# start of Recorded data
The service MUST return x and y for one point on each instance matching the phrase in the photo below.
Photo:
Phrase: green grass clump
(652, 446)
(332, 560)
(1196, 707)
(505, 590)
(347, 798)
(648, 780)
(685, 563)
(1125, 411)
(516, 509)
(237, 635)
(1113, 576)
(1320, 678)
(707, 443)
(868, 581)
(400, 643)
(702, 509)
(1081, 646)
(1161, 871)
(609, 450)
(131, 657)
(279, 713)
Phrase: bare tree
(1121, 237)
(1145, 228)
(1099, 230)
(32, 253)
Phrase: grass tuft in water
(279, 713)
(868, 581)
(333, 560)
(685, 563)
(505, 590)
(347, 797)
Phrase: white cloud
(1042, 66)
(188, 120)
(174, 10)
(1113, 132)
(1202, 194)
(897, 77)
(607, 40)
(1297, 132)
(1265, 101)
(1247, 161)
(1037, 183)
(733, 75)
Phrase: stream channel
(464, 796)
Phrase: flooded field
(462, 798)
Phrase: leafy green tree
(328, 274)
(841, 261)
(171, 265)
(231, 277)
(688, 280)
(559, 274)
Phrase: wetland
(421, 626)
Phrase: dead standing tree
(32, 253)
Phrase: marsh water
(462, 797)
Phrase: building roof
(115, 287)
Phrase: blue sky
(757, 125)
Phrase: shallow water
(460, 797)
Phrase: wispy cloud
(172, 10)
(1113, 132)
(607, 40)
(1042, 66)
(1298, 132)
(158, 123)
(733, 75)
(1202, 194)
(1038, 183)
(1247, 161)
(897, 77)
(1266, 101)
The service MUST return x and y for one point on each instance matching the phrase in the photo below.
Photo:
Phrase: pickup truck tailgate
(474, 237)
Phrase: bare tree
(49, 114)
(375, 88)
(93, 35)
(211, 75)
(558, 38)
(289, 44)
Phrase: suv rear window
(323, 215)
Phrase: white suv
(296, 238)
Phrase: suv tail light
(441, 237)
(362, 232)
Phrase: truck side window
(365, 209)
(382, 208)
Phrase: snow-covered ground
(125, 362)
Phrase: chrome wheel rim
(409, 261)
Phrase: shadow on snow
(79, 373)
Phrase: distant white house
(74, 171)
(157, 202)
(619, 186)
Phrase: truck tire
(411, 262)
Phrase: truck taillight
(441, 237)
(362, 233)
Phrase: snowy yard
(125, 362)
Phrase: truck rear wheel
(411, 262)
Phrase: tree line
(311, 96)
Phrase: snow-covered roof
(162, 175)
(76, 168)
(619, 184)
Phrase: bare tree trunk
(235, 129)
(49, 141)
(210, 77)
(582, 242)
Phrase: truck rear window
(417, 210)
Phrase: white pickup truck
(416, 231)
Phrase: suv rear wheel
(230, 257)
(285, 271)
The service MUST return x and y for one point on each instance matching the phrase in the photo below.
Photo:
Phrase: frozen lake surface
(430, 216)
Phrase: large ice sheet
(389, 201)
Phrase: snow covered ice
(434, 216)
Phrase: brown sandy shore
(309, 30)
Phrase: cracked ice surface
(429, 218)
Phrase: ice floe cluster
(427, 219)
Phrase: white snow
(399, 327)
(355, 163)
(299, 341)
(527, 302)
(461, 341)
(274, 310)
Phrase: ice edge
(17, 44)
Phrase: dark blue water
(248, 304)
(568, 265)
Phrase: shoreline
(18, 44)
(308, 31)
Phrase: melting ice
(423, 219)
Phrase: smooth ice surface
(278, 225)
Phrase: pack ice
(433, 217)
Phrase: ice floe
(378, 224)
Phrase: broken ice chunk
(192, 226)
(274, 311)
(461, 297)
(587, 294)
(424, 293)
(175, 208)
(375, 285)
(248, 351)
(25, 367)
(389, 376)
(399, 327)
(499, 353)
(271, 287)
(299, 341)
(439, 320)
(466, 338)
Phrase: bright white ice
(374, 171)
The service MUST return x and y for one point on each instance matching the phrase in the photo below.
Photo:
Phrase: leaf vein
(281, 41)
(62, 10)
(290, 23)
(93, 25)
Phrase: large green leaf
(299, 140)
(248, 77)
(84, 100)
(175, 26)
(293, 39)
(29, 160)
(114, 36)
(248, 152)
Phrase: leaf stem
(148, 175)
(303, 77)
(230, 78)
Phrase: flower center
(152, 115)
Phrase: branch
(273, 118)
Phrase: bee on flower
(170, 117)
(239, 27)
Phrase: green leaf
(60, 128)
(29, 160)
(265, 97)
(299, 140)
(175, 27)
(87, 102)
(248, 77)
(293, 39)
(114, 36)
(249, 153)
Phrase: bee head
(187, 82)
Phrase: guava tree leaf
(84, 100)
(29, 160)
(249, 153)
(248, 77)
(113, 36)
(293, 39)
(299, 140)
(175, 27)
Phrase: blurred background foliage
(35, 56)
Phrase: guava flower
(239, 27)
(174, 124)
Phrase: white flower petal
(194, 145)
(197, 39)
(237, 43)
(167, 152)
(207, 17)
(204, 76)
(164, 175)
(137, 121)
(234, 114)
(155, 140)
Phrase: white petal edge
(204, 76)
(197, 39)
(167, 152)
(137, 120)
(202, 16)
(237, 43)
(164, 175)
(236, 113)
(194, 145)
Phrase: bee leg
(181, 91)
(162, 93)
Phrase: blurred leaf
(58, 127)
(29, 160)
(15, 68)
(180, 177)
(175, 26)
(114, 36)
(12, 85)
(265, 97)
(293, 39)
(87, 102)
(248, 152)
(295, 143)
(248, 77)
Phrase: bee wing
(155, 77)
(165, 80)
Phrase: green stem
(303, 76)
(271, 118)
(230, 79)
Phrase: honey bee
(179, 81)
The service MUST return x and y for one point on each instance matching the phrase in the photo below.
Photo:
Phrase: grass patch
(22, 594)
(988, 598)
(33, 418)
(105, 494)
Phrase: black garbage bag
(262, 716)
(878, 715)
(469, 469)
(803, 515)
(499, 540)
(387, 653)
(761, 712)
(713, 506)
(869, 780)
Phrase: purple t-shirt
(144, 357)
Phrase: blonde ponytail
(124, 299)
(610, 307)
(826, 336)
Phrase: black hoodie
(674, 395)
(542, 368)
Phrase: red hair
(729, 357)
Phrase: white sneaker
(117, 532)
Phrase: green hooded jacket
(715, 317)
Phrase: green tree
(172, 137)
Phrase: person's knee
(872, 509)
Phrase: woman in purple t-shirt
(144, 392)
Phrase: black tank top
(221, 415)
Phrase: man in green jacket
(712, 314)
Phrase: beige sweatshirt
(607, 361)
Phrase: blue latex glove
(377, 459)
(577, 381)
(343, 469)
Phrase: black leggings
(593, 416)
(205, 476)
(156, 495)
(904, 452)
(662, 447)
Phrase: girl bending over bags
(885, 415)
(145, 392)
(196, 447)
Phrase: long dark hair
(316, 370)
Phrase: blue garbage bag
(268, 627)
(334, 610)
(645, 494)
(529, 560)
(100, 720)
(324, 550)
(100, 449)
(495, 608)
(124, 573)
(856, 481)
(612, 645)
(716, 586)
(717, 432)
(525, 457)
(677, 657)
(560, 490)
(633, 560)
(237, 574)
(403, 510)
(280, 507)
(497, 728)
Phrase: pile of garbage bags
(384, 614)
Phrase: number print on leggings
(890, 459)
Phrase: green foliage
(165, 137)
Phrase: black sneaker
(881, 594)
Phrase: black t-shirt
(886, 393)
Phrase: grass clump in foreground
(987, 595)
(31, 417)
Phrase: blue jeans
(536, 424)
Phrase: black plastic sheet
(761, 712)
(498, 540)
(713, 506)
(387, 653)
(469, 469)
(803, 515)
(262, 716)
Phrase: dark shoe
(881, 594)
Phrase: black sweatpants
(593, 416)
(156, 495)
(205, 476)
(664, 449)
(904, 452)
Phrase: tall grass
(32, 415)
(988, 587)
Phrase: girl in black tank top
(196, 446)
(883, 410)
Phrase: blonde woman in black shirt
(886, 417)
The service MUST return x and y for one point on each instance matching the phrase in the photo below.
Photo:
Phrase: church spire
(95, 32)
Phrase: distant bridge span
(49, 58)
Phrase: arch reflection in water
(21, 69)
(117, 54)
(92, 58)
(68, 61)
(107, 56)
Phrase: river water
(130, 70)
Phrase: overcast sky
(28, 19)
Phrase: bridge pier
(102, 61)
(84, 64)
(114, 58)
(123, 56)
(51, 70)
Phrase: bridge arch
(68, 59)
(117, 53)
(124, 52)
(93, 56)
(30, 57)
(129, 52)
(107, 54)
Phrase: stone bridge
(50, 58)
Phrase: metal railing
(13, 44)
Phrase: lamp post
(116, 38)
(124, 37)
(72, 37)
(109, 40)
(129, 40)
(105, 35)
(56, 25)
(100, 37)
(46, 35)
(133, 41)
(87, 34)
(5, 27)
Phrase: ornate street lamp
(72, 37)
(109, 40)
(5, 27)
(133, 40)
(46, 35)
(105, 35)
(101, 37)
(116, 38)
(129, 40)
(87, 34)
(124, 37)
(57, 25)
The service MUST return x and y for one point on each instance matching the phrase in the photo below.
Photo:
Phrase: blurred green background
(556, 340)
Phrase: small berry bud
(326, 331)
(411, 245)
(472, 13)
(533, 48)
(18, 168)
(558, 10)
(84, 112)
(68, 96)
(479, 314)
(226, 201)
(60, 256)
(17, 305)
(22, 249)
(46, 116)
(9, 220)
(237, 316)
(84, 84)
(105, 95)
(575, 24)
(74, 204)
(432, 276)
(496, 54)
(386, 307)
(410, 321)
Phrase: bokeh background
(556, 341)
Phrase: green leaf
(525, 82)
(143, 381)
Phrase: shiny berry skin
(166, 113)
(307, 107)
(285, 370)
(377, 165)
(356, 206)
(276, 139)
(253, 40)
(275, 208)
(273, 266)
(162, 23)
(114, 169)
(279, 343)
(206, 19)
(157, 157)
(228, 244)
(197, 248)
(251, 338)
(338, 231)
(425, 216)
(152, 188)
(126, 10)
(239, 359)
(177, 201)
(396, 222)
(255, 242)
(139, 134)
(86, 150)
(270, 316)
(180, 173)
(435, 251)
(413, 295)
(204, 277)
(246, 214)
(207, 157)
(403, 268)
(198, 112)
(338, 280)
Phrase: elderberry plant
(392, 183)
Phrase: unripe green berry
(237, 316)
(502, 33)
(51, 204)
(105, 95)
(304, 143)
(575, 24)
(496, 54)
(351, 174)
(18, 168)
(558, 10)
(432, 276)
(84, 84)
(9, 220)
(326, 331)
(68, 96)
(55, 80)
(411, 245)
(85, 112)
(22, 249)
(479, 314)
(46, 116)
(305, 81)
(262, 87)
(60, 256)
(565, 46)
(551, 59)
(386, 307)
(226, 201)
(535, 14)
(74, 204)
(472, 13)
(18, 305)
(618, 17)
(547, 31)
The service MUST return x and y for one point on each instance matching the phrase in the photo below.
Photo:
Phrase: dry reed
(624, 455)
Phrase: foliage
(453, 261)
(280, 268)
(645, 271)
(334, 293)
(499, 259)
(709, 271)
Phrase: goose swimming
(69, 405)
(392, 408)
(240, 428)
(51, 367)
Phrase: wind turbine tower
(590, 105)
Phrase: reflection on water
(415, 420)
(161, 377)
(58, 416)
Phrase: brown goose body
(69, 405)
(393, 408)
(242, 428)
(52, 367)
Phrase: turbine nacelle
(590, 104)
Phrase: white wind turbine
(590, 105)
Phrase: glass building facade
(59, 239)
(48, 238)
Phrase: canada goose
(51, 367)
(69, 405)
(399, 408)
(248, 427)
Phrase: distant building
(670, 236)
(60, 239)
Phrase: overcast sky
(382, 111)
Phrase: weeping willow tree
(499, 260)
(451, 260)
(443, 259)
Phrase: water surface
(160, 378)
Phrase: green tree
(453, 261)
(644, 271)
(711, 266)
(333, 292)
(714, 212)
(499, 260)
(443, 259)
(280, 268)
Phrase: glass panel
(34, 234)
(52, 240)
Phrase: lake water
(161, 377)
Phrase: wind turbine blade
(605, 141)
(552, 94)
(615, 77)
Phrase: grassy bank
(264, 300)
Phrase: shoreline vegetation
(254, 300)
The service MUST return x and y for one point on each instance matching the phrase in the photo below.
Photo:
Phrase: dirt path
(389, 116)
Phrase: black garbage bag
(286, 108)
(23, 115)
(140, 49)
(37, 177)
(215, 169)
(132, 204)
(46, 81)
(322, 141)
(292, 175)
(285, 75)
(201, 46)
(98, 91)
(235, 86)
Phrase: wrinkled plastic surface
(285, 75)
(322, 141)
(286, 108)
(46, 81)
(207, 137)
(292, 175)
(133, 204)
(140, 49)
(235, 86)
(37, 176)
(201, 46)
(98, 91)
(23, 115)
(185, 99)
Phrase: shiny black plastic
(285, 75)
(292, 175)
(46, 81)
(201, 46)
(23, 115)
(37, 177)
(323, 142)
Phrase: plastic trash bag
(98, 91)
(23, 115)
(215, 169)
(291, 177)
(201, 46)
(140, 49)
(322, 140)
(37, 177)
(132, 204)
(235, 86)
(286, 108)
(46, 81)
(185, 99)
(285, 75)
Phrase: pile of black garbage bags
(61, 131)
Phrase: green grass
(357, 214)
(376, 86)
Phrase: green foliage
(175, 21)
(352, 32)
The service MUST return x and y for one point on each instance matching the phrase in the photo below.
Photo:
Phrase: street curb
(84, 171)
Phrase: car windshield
# end of Recorded data
### What is expected
Give back exactly the lines beginning at the one with "Phrase: wrinkled plastic surface" and ending at the final line of the material; both boundary lines belong in it.

### Full solution
Phrase: wrinkled plastic surface
(285, 75)
(322, 141)
(286, 108)
(46, 81)
(207, 137)
(292, 175)
(133, 204)
(140, 49)
(235, 86)
(37, 176)
(201, 46)
(98, 91)
(23, 115)
(185, 99)
Phrase: shiny black plastic
(285, 75)
(292, 175)
(46, 81)
(201, 46)
(23, 115)
(37, 177)
(323, 142)
Phrase: plastic trash bag
(98, 91)
(23, 115)
(215, 169)
(291, 177)
(201, 46)
(140, 49)
(322, 140)
(37, 177)
(132, 204)
(235, 86)
(286, 108)
(46, 81)
(185, 99)
(285, 75)
Phrase: pile of black garbage bags
(61, 131)
Phrase: green grass
(357, 214)
(376, 86)
Phrase: green foliage
(175, 21)
(352, 32)
The service MUST return x and y for one point on each instance matching the phrase in the photo below.
Photo:
Phrase: street curb
(84, 171)
Phrase: car windshield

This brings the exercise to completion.